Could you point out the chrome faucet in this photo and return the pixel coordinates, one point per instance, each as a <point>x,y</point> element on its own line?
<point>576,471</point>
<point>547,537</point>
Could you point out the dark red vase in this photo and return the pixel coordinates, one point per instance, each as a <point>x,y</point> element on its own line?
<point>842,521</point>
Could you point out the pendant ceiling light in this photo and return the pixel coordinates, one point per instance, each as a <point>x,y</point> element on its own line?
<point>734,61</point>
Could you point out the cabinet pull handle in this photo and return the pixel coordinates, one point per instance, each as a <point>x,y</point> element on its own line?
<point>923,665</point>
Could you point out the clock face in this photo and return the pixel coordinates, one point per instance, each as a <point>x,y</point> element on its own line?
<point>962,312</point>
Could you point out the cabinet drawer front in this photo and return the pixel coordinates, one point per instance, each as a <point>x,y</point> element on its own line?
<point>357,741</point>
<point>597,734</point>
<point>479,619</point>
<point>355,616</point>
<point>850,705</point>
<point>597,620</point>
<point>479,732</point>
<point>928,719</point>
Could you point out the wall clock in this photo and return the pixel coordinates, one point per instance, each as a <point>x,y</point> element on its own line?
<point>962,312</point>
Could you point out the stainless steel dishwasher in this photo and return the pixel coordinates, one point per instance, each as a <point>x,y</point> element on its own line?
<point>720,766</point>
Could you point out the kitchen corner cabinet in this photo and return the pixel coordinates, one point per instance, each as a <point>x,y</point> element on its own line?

═══

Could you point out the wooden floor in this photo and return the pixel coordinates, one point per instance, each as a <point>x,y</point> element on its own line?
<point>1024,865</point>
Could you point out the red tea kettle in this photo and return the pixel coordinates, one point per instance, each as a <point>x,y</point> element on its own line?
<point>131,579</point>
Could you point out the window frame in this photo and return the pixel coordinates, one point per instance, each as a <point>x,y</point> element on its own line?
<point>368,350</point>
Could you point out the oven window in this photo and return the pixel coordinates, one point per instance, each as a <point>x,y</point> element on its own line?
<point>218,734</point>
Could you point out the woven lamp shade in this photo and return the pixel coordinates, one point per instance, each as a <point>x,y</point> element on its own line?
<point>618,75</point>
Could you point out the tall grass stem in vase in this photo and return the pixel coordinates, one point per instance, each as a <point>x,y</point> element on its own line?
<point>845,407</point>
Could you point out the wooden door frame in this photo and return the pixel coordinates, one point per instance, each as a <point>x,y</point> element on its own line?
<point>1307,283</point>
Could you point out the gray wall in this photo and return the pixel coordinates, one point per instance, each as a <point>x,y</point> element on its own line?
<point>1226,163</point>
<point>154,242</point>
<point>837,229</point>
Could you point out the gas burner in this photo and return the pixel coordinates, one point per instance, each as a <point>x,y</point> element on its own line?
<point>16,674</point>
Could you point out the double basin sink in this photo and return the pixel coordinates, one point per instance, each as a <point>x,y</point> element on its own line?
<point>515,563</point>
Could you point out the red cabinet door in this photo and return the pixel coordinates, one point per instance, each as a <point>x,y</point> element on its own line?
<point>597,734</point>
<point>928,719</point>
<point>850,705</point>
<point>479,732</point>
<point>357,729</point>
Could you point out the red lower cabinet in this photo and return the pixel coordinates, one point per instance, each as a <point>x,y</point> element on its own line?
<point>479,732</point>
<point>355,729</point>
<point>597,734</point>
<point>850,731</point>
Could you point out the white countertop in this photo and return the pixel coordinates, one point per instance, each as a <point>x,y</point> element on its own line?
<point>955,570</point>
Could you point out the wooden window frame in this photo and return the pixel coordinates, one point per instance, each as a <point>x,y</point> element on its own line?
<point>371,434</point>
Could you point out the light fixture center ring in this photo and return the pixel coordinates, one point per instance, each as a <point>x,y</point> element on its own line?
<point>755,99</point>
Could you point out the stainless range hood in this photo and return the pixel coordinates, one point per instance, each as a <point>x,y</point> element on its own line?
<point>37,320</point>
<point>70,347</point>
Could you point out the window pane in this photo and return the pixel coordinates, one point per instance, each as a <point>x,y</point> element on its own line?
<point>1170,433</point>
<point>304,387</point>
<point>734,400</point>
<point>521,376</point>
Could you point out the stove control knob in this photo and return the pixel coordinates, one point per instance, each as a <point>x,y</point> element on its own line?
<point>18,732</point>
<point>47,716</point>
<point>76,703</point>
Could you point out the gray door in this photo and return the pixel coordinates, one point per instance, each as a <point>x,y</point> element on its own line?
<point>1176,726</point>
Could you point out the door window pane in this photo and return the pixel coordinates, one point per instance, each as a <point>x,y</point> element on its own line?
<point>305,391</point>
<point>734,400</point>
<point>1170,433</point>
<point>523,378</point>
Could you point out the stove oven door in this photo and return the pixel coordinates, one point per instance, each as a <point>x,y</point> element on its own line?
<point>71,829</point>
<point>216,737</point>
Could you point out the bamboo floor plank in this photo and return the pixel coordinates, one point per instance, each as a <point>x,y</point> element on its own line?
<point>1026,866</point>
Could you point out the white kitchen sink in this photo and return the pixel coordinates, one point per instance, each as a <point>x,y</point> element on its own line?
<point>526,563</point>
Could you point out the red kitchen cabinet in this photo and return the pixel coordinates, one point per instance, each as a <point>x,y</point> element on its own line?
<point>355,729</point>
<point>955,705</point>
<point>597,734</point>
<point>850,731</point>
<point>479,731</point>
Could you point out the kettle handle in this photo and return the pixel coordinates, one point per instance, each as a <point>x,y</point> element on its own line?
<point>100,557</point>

═══

* _Task prompt_:
Retype exactly, and only, the lines above from the one where "Could you point out the wall" occurs up to and including the one where "Could you point out the kitchen" occurs.

* _Result below_:
Could you point out the wall clock in this photo and return the pixel coordinates, one point per instance, each as a <point>x,y</point> element on its own line?
<point>962,312</point>
Could you point out the stainless steel dishwasher in this photo and return the pixel coordinates, one point per instance, each as a <point>x,y</point> element on its own line?
<point>720,766</point>
Could you point out the kitchen corner cabinet in this photo and return the pixel coordinates, one point per instance, each as a <point>x,y</point> element on its own line?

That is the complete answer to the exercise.